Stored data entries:

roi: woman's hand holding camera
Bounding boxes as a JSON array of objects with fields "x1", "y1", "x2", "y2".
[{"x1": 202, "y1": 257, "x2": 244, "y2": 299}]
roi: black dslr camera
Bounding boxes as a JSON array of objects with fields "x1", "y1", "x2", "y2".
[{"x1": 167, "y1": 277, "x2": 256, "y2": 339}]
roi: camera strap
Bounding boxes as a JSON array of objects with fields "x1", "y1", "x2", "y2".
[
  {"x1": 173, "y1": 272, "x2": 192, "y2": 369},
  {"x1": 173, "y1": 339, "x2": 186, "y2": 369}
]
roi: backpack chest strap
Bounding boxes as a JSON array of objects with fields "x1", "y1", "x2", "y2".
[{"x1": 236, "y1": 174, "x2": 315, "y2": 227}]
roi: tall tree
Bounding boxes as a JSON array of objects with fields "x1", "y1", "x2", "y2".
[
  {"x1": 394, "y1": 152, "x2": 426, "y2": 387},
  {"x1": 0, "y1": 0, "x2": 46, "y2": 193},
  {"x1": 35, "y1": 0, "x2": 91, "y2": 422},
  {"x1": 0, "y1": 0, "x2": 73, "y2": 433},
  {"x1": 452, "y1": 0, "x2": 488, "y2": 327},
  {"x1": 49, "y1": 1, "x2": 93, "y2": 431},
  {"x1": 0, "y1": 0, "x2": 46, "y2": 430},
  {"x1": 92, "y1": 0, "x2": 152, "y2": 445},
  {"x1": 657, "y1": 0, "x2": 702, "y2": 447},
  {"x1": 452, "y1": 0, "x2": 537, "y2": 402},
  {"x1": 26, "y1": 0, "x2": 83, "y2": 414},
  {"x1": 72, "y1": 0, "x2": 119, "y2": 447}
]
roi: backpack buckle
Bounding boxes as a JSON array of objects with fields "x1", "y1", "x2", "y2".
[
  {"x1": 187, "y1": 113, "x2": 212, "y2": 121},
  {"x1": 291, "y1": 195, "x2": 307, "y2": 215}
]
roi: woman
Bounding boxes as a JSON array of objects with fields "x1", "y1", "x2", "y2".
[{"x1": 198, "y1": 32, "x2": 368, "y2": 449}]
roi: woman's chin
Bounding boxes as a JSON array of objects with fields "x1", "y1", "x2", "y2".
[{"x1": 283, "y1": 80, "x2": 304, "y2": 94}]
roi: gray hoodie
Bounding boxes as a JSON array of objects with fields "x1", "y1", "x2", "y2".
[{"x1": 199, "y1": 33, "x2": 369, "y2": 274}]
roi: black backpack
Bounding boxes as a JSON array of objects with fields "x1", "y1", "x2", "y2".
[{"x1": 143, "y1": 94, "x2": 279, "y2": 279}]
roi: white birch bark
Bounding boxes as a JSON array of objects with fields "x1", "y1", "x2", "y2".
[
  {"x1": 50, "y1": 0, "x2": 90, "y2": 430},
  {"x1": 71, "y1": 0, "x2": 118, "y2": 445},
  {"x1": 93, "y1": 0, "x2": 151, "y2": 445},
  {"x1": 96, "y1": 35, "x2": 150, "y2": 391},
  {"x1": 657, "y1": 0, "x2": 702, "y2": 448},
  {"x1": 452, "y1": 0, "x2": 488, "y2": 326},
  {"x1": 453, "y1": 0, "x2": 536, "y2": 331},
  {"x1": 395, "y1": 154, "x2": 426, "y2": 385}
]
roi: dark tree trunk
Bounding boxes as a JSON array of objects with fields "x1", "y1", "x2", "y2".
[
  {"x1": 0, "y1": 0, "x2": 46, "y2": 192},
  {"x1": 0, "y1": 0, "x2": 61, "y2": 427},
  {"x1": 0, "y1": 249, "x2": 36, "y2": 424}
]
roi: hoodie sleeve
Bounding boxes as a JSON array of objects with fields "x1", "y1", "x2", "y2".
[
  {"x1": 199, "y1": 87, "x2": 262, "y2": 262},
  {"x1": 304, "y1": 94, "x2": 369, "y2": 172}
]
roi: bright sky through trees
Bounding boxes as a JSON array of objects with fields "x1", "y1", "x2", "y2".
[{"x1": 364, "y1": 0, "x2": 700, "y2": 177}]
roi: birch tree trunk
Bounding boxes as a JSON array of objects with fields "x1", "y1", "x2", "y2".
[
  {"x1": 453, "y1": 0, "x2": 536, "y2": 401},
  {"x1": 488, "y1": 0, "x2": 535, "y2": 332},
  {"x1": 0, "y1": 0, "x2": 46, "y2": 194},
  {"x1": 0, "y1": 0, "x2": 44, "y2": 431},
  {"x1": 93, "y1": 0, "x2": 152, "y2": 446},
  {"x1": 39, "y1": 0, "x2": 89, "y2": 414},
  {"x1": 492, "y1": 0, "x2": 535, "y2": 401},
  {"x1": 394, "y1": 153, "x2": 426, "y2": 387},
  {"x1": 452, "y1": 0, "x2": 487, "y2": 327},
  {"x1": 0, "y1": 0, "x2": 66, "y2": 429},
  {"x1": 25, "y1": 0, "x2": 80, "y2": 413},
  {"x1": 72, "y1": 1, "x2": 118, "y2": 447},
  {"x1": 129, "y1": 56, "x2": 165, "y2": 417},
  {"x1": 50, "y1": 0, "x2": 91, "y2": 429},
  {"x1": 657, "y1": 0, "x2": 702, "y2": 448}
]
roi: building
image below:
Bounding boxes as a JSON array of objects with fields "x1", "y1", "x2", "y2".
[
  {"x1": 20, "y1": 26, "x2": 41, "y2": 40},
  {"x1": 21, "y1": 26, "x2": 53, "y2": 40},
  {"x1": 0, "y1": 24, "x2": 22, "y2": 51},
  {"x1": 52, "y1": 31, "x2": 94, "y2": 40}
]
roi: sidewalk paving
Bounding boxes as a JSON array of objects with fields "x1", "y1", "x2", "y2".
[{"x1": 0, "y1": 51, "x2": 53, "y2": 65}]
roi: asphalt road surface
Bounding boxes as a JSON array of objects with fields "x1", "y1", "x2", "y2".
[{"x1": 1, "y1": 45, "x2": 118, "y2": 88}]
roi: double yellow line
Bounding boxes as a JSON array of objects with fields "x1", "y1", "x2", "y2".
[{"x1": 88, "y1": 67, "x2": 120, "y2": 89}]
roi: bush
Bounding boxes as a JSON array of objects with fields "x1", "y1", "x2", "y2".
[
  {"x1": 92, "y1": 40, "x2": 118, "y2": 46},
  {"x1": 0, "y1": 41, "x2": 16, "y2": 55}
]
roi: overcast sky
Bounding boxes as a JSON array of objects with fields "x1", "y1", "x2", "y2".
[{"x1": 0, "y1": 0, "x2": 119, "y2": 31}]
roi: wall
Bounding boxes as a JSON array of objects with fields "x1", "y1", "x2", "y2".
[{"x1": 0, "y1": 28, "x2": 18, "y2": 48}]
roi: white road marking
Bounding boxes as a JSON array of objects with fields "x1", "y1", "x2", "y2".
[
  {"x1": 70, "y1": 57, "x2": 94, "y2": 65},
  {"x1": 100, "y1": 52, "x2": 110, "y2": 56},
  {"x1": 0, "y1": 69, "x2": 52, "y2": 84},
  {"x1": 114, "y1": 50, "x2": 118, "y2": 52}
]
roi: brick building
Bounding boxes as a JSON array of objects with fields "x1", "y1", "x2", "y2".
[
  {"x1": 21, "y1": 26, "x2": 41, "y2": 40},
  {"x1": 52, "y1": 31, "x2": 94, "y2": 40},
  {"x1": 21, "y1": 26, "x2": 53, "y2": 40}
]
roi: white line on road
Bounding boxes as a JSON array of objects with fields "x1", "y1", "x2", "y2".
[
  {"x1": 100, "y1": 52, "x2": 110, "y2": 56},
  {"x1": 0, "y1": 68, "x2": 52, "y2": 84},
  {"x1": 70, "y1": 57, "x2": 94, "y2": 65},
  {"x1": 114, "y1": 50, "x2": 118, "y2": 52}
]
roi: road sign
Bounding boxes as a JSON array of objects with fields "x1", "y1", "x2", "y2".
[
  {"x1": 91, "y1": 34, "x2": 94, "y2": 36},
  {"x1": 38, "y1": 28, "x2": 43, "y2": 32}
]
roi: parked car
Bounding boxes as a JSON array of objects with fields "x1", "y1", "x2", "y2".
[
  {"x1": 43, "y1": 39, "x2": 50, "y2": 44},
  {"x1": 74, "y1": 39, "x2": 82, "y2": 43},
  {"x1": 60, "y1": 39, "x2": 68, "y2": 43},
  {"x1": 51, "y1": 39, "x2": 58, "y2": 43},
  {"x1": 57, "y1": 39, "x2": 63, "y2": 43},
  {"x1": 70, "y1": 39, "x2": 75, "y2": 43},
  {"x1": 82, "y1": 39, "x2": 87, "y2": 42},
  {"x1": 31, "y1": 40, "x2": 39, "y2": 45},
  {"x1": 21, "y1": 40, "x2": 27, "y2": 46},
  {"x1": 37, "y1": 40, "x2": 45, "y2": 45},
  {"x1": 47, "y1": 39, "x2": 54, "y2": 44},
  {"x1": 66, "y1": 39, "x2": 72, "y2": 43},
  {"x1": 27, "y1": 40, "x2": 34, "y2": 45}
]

Work order:
If a line in the records has the word "strap", copy that line.

Reply to the exercise:
roi: camera strap
roi: backpack chest strap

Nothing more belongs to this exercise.